> Exercise requirements
What is needed here is an exact copy of all the entries below.

....

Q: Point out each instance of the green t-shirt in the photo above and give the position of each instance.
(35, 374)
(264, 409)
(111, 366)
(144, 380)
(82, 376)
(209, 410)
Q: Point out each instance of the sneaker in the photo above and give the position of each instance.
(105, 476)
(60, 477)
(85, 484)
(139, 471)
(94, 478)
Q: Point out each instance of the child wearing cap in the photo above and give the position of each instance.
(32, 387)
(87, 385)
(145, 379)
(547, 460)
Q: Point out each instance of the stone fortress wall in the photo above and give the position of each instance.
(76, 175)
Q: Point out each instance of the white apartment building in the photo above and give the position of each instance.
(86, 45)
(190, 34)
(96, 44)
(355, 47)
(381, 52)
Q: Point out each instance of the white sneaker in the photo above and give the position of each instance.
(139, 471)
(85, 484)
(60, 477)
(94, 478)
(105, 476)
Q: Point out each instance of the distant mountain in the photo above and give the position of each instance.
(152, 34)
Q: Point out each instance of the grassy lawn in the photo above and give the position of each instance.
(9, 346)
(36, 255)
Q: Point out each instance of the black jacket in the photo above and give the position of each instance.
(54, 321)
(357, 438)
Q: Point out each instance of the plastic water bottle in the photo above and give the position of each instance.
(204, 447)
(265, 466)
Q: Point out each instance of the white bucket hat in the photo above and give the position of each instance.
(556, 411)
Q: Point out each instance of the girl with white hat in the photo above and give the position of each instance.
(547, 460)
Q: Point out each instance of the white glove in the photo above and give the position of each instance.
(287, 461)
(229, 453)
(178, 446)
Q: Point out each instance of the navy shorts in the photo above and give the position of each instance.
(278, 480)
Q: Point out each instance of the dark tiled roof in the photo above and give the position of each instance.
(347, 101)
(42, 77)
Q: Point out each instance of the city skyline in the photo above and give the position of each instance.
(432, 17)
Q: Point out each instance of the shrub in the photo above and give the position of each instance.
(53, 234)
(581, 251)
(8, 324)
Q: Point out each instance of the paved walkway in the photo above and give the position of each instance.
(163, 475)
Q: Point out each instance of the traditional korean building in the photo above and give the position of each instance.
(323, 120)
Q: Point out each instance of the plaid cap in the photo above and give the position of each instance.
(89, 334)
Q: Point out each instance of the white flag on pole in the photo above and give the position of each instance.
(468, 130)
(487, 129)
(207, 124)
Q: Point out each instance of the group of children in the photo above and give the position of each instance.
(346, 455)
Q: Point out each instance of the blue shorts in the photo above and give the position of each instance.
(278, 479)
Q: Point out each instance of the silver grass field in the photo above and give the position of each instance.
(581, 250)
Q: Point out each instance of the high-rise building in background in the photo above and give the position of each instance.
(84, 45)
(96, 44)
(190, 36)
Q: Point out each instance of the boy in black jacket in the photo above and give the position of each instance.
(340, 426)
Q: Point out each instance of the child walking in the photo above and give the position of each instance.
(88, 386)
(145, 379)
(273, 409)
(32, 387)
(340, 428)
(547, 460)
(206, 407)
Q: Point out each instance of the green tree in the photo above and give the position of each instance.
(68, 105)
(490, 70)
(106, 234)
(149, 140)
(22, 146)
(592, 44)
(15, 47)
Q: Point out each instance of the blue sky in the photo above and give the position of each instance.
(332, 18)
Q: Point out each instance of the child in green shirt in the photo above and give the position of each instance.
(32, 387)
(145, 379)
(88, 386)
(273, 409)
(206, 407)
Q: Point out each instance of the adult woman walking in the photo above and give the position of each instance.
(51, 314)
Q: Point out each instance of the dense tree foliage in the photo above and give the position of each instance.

....

> Task output
Q: Point out each instance of the green t-shirt in the photo above and give the position of each instance.
(35, 374)
(264, 409)
(111, 366)
(144, 380)
(82, 376)
(209, 410)
Q: Point out each instance of the sneaker in the photo above and give the position of each instance.
(105, 476)
(60, 477)
(85, 484)
(139, 471)
(94, 478)
Q: Point out each instance of the child wearing cap in the photo above and give the position of each instance.
(32, 387)
(87, 385)
(145, 379)
(547, 460)
Q: Point out each instance of the stone fortress wall in the photo above and give the position of each instance.
(76, 175)
Q: Point out each instance of the white apartment building in the photo above and give the position of each instance.
(86, 45)
(190, 34)
(96, 44)
(355, 47)
(381, 52)
Q: Point out each instance of the white sneaker in the photo above and give the position of each instance.
(139, 471)
(85, 484)
(60, 477)
(94, 478)
(105, 476)
Q: Point out each instance of the distant mountain in the photo above and give the position of each instance.
(152, 34)
Q: Point out each instance of the grassy lawn in the photo above and give the position of each instance.
(9, 346)
(36, 255)
Q: Point out each instance of the black jacket in the photo above and give the position of each instance.
(54, 321)
(357, 438)
Q: Point out each instance of the plastic water bottle in the photo above and give the position of each instance.
(204, 447)
(265, 466)
Q: Point out each instance of the white bucket hat in the photo above and give the position of each instance.
(556, 411)
Q: Point out each instance of the girl with white hat in the photo above and give the position of each instance.
(547, 460)
Q: Point out each instance of the white glove in the photo above and give the position of each instance.
(287, 461)
(229, 453)
(178, 446)
Q: Point out each instance of the navy shorts in the photo above and give the position of each instance.
(278, 480)
Q: Point out each instance of the dark tiled roof in the photo above and give the position of each instance.
(347, 101)
(42, 77)
Q: Point out each instance of the city skyline in the photo above and give the position of each instance.
(432, 17)
Q: Point out each instance of the shrub in the photo above and give the position of each instance.
(53, 234)
(581, 251)
(8, 324)
Q: Point out each instance of the paved walkway in the photo above and give the position of each instance.
(163, 475)
Q: Point out each instance of the traditional korean building in the photo above and give the position of each instance.
(323, 120)
Q: Point out each instance of the plaid cap in the photo above and give the position of each instance.
(89, 334)
Q: Point out each instance of the white flag on pole in the photo above and give the position of each instance.
(468, 130)
(487, 129)
(207, 124)
Q: Point out each instance of the group of children in the photo above and give the position of each instance.
(346, 455)
Q: Point out each instance of the blue shorts in the photo above and give the position of each instance.
(278, 479)
Q: Point out each instance of the silver grass field in the photo above and give the position of each instance.
(581, 250)
Q: Point out each instance of the high-rise building in background in the photo above and give the position of each instance.
(84, 45)
(96, 44)
(190, 36)
Q: Point out each instance of the boy in black jacket in the photo above and give the position of each instance.
(340, 426)
Q: Point out each instance of the child walking in the photo above and give the position of each instance.
(88, 386)
(145, 379)
(273, 409)
(32, 387)
(340, 428)
(547, 460)
(206, 407)
Q: Point out each instance of the green tree in the photo above and give the position of each instance.
(68, 105)
(490, 70)
(106, 234)
(149, 140)
(22, 146)
(592, 44)
(15, 47)
Q: Point out each instance of the blue sky in the photo above and give the position of each instance.
(332, 18)
Q: Point out each instance of the child in green shirt in the photo above and give the position of each instance.
(32, 387)
(145, 379)
(88, 386)
(273, 409)
(206, 407)
Q: Point out each instance of the adult woman walking in the photo above and give the position of each instance.
(51, 314)
Q: Point out each instance of the dense tree foliage in the photo above and give the position of each instance.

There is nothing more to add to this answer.